(Extracted listing)
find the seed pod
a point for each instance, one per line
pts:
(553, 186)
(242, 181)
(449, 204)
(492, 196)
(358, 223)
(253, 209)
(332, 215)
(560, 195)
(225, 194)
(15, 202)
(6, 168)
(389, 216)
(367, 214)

Task objective: Convert the listing into a JSON list of strings, one string per line, omitting blank lines.

Exercise result:
[
  "find the seed pod",
  "a point for each instance, one per line",
  "pts:",
  "(553, 186)",
  "(242, 181)",
  "(449, 204)",
  "(492, 196)",
  "(358, 223)",
  "(253, 209)",
  "(332, 215)",
  "(560, 195)",
  "(225, 194)",
  "(15, 202)",
  "(6, 168)",
  "(389, 216)",
  "(367, 214)"
]